## WRITTEN TASK:
All of the material below is to be repeated exactly.

-=-=-=-=-

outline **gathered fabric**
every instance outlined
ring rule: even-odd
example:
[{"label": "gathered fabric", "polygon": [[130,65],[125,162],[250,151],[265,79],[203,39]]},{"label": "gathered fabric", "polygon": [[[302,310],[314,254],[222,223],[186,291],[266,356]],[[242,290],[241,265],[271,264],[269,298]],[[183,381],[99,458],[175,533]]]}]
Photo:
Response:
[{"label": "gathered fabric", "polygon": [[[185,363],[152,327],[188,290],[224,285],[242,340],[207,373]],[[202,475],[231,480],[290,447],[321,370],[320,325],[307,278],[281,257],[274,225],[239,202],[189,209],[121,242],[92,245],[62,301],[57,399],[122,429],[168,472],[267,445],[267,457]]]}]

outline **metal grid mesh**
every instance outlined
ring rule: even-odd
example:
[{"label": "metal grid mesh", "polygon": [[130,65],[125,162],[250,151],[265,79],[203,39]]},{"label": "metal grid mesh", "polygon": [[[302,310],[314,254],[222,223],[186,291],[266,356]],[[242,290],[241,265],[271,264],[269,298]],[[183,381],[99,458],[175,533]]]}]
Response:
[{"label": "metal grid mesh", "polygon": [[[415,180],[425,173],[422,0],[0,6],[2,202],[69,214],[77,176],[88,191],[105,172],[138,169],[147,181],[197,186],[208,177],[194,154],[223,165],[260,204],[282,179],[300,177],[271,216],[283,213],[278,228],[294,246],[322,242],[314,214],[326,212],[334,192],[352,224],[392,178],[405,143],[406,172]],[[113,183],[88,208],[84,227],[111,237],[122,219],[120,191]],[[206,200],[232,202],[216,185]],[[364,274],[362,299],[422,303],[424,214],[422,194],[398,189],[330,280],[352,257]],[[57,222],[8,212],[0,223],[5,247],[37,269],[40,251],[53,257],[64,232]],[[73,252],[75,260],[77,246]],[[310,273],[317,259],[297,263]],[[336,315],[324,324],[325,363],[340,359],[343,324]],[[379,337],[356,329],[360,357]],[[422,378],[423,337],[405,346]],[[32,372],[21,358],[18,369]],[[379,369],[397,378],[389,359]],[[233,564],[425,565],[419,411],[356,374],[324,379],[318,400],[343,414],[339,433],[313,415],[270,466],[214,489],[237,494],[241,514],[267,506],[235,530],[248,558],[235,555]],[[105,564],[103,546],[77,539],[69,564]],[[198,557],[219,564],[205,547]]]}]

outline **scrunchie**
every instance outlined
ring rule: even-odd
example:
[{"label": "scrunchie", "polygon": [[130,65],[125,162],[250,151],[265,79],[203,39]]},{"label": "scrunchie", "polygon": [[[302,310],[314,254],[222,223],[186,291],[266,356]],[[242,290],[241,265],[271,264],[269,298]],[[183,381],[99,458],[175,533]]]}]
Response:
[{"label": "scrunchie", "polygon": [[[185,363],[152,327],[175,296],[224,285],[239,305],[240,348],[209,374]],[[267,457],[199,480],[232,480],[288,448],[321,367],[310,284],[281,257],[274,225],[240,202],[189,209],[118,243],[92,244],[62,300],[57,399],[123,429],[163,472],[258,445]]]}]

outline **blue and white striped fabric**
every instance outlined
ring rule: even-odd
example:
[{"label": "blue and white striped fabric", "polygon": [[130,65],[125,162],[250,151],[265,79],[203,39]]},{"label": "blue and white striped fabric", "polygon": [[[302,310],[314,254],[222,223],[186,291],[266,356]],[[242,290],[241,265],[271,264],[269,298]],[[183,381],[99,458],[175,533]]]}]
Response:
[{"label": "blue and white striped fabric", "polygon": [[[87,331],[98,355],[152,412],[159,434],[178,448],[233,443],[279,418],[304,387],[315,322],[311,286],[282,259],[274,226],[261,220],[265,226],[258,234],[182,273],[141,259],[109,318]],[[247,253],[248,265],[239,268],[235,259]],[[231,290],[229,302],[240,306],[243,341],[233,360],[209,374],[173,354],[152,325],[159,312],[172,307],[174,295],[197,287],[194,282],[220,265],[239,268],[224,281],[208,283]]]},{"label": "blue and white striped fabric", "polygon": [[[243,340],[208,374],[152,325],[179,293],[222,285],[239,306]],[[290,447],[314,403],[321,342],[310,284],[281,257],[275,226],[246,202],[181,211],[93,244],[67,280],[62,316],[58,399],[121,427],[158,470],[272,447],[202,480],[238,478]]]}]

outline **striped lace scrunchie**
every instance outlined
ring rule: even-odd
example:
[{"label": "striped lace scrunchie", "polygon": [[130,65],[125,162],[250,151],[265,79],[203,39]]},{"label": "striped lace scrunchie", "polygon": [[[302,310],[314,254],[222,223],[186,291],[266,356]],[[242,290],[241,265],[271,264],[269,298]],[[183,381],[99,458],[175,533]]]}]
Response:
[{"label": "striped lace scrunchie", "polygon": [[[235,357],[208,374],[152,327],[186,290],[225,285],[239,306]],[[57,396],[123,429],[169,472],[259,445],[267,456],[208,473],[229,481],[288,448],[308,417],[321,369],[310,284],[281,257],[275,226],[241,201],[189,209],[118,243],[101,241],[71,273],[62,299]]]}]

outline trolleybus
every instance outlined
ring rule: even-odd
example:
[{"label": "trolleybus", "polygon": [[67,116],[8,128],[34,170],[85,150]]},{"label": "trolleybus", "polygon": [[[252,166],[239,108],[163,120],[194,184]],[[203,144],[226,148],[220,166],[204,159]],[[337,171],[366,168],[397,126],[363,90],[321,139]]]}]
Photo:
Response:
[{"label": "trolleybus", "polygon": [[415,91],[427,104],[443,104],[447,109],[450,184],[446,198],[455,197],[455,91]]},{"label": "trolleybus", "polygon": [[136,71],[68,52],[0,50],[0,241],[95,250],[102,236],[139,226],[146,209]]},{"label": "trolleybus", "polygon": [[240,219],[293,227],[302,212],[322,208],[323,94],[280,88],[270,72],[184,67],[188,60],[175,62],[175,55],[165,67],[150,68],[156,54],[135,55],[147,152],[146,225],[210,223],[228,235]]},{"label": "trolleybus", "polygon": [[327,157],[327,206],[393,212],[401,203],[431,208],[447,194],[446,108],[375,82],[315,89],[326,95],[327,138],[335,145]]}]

-=-=-=-=-

## RESPONSE FOR THIS EXERCISE:
outline **gathered fabric**
every instance outlined
ring rule: even-odd
example:
[{"label": "gathered fabric", "polygon": [[130,65],[125,162],[250,151],[265,79],[203,39]]},{"label": "gathered fabric", "polygon": [[[302,310],[314,254],[222,223],[186,291],[266,356]],[[242,290],[241,265],[271,264],[269,298]],[[183,381],[99,458],[175,533]]]}]
Photo:
Response:
[{"label": "gathered fabric", "polygon": [[[185,363],[152,327],[188,290],[224,285],[242,340],[207,373]],[[202,475],[231,480],[290,447],[321,370],[320,325],[307,278],[281,257],[274,225],[239,202],[189,209],[121,242],[92,245],[62,301],[57,399],[122,429],[168,472],[267,445],[267,457]]]}]

outline **metal grid mesh**
every instance outlined
ring rule: even-odd
example:
[{"label": "metal grid mesh", "polygon": [[130,65],[125,162],[250,151],[265,79],[203,39]]},{"label": "metal grid mesh", "polygon": [[[302,310],[314,254],[222,223],[186,291],[266,356]],[[242,290],[241,265],[271,264],[269,298]],[[183,381],[99,458],[175,533]]]}]
Response:
[{"label": "metal grid mesh", "polygon": [[[415,180],[425,173],[422,0],[0,6],[2,202],[69,214],[77,176],[88,191],[105,172],[138,169],[147,181],[197,186],[208,177],[194,154],[223,165],[260,204],[282,179],[300,177],[271,216],[283,213],[278,228],[294,246],[322,242],[314,214],[326,212],[334,192],[352,224],[392,178],[405,143],[406,172]],[[113,183],[88,208],[84,227],[111,237],[122,219],[120,191]],[[206,200],[232,202],[216,185]],[[364,274],[362,299],[422,303],[424,214],[422,194],[398,189],[330,280],[352,257]],[[57,222],[8,212],[0,223],[5,247],[37,269],[40,251],[53,257],[64,232]],[[73,252],[75,260],[77,246]],[[310,273],[317,259],[297,263]],[[336,315],[324,324],[325,363],[340,359],[343,324]],[[379,337],[356,329],[360,357]],[[422,378],[423,337],[405,346]],[[32,372],[21,358],[18,369]],[[379,369],[397,378],[389,359]],[[233,564],[425,565],[419,411],[356,374],[324,379],[318,400],[343,414],[339,433],[313,415],[270,466],[214,489],[237,494],[241,514],[267,506],[235,530],[248,558],[235,555]],[[105,564],[103,546],[77,539],[69,564]],[[198,557],[219,564],[205,547]]]}]

outline **scrunchie**
every instance outlined
ring rule: even-odd
example:
[{"label": "scrunchie", "polygon": [[130,65],[125,162],[250,151],[265,79],[203,39]]},{"label": "scrunchie", "polygon": [[[302,310],[314,254],[222,223],[186,291],[266,356]],[[242,290],[241,265],[271,264],[269,298]],[[183,381],[99,458],[175,533]]]}]
Response:
[{"label": "scrunchie", "polygon": [[[185,363],[152,327],[175,296],[224,285],[239,305],[240,348],[209,374]],[[267,457],[199,480],[232,480],[288,448],[321,367],[310,284],[281,257],[274,225],[240,202],[189,209],[118,243],[92,244],[62,300],[57,399],[123,429],[163,472],[258,445]]]}]

outline **blue and white striped fabric**
every instance outlined
ring rule: even-odd
example:
[{"label": "blue and white striped fabric", "polygon": [[130,65],[125,162],[250,151],[265,79],[203,39]]},{"label": "blue and white striped fabric", "polygon": [[[302,310],[314,254],[222,223],[186,291],[266,356]],[[242,290],[241,265],[271,264],[269,298]],[[183,381],[99,458],[175,533]]]}]
Response:
[{"label": "blue and white striped fabric", "polygon": [[[87,331],[98,355],[152,412],[159,434],[178,448],[233,443],[279,418],[304,387],[315,322],[311,286],[282,259],[274,226],[261,220],[265,226],[258,234],[182,273],[141,259],[109,318]],[[247,253],[248,265],[239,268],[235,259]],[[231,290],[229,302],[240,306],[243,341],[233,360],[209,374],[173,354],[152,325],[159,312],[172,307],[174,295],[197,287],[194,282],[220,265],[239,268],[224,281],[208,283]]]},{"label": "blue and white striped fabric", "polygon": [[[243,340],[208,374],[152,325],[179,293],[222,285],[239,306]],[[290,447],[314,403],[321,342],[310,284],[281,257],[275,226],[246,202],[181,211],[93,244],[67,280],[62,316],[58,399],[121,427],[158,470],[272,447],[202,480],[238,478]]]}]

outline **striped lace scrunchie**
every instance outlined
ring rule: even-odd
example:
[{"label": "striped lace scrunchie", "polygon": [[130,65],[125,162],[250,151],[265,79],[203,39]]},{"label": "striped lace scrunchie", "polygon": [[[302,310],[314,254],[222,223],[186,291],[266,356]],[[242,290],[241,265],[271,264],[269,298]],[[183,381],[99,458],[175,533]]]}]
Response:
[{"label": "striped lace scrunchie", "polygon": [[[235,357],[208,374],[152,327],[186,290],[225,285],[239,306]],[[57,396],[123,429],[169,472],[259,445],[267,456],[208,473],[229,481],[288,448],[308,417],[321,369],[310,284],[281,257],[275,226],[241,201],[189,209],[118,243],[101,241],[71,273],[62,299]]]}]

outline trolleybus
every instance outlined
ring rule: even-odd
example:
[{"label": "trolleybus", "polygon": [[67,116],[8,128],[34,170],[85,150]]},{"label": "trolleybus", "polygon": [[[252,166],[239,108],[163,120],[194,184]],[[203,144],[226,148],[220,166],[204,159]],[[337,171],[366,168],[397,126],[363,90],[321,139]]]}]
Photo:
Response:
[{"label": "trolleybus", "polygon": [[415,91],[427,104],[443,104],[447,109],[450,184],[446,198],[455,197],[455,91]]},{"label": "trolleybus", "polygon": [[136,71],[68,52],[0,50],[0,241],[95,250],[102,236],[139,226],[146,209]]},{"label": "trolleybus", "polygon": [[240,219],[293,227],[302,212],[322,208],[323,94],[280,88],[270,72],[184,67],[188,60],[175,62],[175,55],[165,67],[150,68],[156,54],[135,55],[147,152],[146,225],[210,223],[228,235]]},{"label": "trolleybus", "polygon": [[327,157],[327,206],[393,212],[401,203],[431,208],[447,194],[446,108],[375,82],[315,89],[326,95],[327,138],[335,145]]}]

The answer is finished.